_Job 1_
On the ipvs patch page, who is the patch delegated to?
_Job 2_
List every kernel function the ipvs patch page names in the commit message.
_Job 3_
Please echo a passage from the ipvs patch page: begin at the words "Simon Horman - Oct." and stop after "namespaces is problematic.".

_Given passage_
________________

Patchwork [2/3] ipvs: avoid rcu_barrier during netns cleanup

login
register
mail settings
Submitter Simon Horman
Date Oct. 15, 2013, 2:01 a.m.
Message ID <1381802507-7934-3-git-send-email-horms@verge.net.au>
Download mbox | patch
Permalink /patch/283437/
State Not Applicable
Delegated to: David Miller
Headers show

Comments

Simon Horman - Oct. 15, 2013, 2:01 a.m.
From: Julian Anastasov <ja@ssi.bg>

commit 578bc3ef1e473a ("ipvs: reorganize dest trash") added
rcu_barrier() on cleanup to wait dest users and schedulers
like LBLC and LBLCR to put their last dest reference.
Using rcu_barrier with many namespaces is problematic.

Trying to fix it by freeing dest with kfree_rcu is not
a solution, RCU callbacks can run in parallel and execution
order is random.

Fix it by creating new function ip_vs_dest_put_and_free()
which is heavier than ip_vs_dest_put(). We will use it just
for schedulers like LBLC, LBLCR that can delay their dest
release.

________________

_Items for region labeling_
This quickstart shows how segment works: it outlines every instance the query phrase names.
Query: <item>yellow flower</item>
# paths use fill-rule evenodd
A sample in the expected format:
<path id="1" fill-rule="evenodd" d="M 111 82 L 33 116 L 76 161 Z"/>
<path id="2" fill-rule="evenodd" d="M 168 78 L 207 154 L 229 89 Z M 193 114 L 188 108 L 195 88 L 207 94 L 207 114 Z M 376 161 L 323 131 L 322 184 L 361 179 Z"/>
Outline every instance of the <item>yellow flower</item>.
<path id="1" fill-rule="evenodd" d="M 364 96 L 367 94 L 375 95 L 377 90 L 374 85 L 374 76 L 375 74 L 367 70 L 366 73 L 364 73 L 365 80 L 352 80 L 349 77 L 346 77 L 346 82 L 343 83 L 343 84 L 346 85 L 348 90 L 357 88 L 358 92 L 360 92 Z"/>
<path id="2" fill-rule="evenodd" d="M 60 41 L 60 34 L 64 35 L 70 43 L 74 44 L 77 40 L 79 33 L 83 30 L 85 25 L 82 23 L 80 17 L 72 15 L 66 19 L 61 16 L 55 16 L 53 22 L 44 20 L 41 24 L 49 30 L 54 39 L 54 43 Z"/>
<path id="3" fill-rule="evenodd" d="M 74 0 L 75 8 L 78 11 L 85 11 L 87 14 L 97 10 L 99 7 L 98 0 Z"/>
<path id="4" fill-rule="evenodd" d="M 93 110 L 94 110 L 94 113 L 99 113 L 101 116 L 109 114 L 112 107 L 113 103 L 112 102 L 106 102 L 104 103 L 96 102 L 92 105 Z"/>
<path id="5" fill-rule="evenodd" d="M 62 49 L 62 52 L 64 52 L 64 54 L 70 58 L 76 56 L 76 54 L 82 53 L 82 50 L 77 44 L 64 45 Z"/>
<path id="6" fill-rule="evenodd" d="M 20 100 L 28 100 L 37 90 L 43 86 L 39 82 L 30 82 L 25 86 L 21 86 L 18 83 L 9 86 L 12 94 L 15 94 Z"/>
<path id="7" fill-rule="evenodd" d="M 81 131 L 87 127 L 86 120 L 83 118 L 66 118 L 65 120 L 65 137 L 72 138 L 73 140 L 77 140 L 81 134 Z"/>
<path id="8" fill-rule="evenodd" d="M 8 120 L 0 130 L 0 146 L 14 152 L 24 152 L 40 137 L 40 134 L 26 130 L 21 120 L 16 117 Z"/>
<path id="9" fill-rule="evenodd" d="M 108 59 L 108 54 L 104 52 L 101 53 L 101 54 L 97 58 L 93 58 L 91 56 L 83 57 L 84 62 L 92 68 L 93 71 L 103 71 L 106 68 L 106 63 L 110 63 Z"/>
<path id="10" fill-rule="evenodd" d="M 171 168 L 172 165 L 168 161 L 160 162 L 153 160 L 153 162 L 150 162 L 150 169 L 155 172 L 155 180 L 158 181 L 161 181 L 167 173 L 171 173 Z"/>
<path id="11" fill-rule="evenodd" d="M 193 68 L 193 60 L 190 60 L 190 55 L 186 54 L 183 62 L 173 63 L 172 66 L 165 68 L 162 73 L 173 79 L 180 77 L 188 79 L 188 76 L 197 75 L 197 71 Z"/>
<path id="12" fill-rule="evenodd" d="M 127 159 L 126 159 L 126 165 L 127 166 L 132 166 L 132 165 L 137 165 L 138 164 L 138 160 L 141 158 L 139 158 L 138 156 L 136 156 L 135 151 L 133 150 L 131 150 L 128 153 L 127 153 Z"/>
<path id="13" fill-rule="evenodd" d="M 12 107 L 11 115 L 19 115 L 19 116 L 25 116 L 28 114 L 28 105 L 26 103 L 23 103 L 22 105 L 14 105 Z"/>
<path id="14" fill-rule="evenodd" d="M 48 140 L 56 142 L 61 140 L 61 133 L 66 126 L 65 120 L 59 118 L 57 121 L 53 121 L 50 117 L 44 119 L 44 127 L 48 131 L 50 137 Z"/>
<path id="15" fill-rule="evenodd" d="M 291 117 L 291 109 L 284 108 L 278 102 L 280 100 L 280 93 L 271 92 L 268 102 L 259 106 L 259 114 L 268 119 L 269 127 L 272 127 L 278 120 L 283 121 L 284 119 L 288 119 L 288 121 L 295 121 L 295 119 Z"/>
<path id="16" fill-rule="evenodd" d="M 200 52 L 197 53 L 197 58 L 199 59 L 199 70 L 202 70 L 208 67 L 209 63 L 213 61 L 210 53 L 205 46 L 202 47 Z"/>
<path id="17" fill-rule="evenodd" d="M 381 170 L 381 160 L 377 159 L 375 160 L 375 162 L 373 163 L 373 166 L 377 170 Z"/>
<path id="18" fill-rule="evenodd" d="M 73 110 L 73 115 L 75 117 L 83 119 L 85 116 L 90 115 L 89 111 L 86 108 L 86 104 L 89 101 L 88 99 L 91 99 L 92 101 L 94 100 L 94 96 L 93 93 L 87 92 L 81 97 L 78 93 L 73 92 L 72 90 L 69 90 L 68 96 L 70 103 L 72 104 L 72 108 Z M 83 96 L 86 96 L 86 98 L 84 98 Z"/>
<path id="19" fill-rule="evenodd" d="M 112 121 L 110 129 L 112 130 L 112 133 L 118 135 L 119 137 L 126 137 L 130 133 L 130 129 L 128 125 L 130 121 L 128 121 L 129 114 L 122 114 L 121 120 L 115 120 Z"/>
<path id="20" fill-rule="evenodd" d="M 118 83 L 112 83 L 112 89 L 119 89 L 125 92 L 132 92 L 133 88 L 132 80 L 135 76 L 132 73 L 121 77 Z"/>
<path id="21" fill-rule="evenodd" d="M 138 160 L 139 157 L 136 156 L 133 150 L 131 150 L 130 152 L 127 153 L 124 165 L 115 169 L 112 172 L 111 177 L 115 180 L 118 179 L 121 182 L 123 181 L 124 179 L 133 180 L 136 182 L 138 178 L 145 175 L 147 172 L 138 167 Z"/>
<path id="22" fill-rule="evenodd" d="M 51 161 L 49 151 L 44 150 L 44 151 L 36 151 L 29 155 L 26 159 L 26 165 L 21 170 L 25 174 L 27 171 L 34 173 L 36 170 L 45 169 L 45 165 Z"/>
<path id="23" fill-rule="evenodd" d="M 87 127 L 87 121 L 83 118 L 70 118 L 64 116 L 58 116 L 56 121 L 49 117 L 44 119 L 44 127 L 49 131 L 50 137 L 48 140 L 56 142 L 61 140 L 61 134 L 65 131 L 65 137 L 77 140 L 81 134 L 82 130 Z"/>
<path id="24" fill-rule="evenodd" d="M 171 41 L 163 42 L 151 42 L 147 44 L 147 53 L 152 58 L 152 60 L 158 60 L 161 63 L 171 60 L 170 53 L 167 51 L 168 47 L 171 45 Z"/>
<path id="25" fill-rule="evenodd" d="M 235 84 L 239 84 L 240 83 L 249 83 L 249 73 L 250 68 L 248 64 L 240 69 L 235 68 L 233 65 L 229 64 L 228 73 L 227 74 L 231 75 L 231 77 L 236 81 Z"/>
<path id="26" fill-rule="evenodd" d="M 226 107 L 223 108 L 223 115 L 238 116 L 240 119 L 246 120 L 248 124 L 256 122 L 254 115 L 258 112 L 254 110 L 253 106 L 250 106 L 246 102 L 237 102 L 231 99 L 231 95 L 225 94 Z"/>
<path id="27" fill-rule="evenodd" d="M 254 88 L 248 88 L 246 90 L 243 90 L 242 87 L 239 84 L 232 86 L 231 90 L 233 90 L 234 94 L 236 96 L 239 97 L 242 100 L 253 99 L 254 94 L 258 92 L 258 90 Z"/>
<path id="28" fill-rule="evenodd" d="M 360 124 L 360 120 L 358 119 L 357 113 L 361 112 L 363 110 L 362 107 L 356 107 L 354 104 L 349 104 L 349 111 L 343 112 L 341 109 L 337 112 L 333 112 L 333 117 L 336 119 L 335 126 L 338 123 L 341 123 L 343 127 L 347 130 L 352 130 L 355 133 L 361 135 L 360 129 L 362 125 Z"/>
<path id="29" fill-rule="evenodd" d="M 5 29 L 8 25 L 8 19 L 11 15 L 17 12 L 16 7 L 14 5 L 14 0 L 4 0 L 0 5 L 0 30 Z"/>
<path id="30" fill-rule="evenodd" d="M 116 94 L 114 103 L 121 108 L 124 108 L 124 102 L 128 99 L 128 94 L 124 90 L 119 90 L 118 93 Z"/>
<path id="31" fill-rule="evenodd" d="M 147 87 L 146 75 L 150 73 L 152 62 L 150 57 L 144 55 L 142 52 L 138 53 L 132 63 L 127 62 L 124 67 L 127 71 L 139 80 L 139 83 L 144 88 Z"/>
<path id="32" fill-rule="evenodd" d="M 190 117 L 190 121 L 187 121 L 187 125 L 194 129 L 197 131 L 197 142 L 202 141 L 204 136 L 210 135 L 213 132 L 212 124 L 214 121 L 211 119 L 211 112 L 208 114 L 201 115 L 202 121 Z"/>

________________

_Complete answer 1_
David Miller

_Complete answer 2_
rcu_barrier(), kfree_rcu, ip_vs_dest_put_and_free(), ip_vs_dest_put()

_Complete answer 3_
Simon Horman - Oct. 15, 2013, 2:01 a.m.
From: Julian Anastasov <ja@ssi.bg>

commit 578bc3ef1e473a ("ipvs: reorganize dest trash") added
rcu_barrier() on cleanup to wait dest users and schedulers
like LBLC and LBLCR to put their last dest reference.
Using rcu_barrier with many namespaces is problematic.